[Coordinate labeling data]

━━━━━━━━━━

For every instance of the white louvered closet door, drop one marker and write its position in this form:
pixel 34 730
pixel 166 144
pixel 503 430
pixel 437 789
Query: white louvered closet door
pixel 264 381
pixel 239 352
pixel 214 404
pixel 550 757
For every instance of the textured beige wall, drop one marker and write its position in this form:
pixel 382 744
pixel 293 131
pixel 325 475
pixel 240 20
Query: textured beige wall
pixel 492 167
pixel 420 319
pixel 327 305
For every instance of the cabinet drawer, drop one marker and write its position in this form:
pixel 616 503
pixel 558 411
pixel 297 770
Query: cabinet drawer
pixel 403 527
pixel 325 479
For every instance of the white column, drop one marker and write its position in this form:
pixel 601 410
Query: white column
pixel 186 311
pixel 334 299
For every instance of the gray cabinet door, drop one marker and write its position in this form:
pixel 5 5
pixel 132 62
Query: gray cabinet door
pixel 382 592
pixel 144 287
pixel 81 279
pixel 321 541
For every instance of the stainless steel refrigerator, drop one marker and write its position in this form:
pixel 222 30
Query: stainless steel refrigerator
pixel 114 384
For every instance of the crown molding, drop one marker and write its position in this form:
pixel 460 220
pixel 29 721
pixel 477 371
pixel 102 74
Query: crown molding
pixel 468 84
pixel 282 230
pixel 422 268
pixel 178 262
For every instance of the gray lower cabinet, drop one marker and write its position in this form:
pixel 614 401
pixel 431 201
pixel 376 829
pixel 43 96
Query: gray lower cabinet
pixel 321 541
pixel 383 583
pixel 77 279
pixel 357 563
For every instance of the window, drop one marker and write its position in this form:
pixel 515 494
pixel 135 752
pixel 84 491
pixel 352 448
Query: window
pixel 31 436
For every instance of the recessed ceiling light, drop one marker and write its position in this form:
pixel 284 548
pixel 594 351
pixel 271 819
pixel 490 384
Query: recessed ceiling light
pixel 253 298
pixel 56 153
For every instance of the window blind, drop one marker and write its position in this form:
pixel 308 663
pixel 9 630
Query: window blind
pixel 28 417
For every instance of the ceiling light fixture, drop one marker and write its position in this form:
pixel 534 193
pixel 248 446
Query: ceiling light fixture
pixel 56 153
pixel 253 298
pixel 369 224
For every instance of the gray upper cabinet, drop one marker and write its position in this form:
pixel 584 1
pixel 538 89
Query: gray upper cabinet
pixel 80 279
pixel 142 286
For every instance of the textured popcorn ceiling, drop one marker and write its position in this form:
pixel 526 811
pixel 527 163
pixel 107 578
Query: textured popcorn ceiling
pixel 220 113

━━━━━━━━━━

**What to produce**
Rewrite all the items above, changing every "drop one marker" to "place a single marker" and keeping everything else the same.

**Task solution**
For every instance of the white louvered closet door, place a single marker and write its position in this form:
pixel 34 730
pixel 166 144
pixel 503 430
pixel 437 789
Query: white louvered closet door
pixel 264 381
pixel 239 352
pixel 214 404
pixel 550 757
For every instance of the textured beige wall, place a single marker and write its position in this form:
pixel 382 744
pixel 293 131
pixel 325 475
pixel 240 20
Query: textured beige wall
pixel 492 167
pixel 420 319
pixel 327 305
For every instance of the cabinet drawer, place a single marker and write its position in this form:
pixel 616 503
pixel 558 411
pixel 297 770
Query: cabinet drawer
pixel 403 527
pixel 325 479
For every instance of the white column, place a single marker and write its position in this form:
pixel 601 410
Query: white column
pixel 186 311
pixel 334 299
For every instance of the gray cabinet door, place a single marker and write its position in this form:
pixel 5 5
pixel 132 62
Query: gray cabinet door
pixel 382 592
pixel 144 287
pixel 81 279
pixel 321 541
For every instance of the stainless steel refrigerator, place a single marker and write its position in this form:
pixel 222 30
Query: stainless steel refrigerator
pixel 114 384
For every instance of the crown molding, place a single marker and write its position in this form:
pixel 460 220
pixel 29 721
pixel 477 371
pixel 102 74
Query: crown molding
pixel 468 84
pixel 282 230
pixel 422 268
pixel 178 262
For every instance of the gray lower cabinet, place a single marker and write its position in this form:
pixel 614 401
pixel 431 201
pixel 376 829
pixel 43 96
Query: gray lower cabinet
pixel 321 541
pixel 383 583
pixel 77 279
pixel 357 563
For every instance of the window, place a single marker and write its position in this form:
pixel 515 494
pixel 135 752
pixel 84 491
pixel 352 448
Query: window
pixel 31 436
For every instance of the recessed ceiling light, place a single marker and write its position in this form:
pixel 284 548
pixel 594 351
pixel 271 819
pixel 490 384
Query: recessed ceiling light
pixel 253 298
pixel 56 153
For every instance of the window blind, place a single marker and write its position in this form:
pixel 308 663
pixel 9 630
Query: window blind
pixel 28 417
For every instance of the ceiling light fixture, place a single marker and write its position in this form:
pixel 534 193
pixel 248 446
Query: ceiling light fixture
pixel 56 153
pixel 253 298
pixel 369 224
For every instance of the gray upper cabinet, place a single marker and write its position in this form:
pixel 584 1
pixel 538 89
Query: gray upper cabinet
pixel 80 279
pixel 142 286
For every instance of the textured popcorn ceiling, place a single marker and write its position in this form:
pixel 526 811
pixel 527 163
pixel 107 578
Query: textured popcorn ceiling
pixel 220 113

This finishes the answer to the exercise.